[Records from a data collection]

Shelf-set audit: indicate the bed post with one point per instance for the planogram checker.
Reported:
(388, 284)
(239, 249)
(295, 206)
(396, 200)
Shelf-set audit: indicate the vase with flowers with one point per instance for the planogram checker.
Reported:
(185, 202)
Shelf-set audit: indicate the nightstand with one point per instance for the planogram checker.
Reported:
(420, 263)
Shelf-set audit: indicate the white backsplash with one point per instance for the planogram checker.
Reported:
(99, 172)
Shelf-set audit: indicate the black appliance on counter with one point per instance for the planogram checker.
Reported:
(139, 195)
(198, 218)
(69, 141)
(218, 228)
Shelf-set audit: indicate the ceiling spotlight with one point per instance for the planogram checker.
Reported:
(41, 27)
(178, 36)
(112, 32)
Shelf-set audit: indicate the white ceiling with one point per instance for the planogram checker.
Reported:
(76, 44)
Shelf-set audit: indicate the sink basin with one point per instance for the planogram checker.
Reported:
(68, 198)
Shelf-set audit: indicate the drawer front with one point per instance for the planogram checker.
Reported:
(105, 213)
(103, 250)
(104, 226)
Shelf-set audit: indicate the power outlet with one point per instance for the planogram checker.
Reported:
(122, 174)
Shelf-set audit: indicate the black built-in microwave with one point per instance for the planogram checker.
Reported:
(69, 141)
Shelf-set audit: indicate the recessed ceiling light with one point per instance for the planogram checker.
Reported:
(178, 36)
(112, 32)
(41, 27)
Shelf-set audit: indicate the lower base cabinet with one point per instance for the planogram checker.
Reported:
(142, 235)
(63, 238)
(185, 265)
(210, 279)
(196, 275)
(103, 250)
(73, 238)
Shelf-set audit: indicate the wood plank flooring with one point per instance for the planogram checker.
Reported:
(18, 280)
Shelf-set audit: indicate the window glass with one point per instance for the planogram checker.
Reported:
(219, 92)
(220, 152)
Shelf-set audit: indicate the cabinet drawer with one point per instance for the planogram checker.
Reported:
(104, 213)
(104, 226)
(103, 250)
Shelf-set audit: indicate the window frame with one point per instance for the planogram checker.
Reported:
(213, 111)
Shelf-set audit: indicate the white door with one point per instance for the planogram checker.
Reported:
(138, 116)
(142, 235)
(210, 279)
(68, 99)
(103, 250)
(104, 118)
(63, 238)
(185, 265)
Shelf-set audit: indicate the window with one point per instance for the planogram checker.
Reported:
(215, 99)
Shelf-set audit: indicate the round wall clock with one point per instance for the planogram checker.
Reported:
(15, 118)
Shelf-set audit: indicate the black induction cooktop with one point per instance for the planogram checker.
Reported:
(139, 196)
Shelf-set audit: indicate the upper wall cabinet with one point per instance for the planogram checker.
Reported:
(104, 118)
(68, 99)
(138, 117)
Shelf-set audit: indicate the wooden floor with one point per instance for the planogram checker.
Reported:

TRY IT: Give the number of lines above that contain the word "wall", with no other text.

FINISHED TASK: 2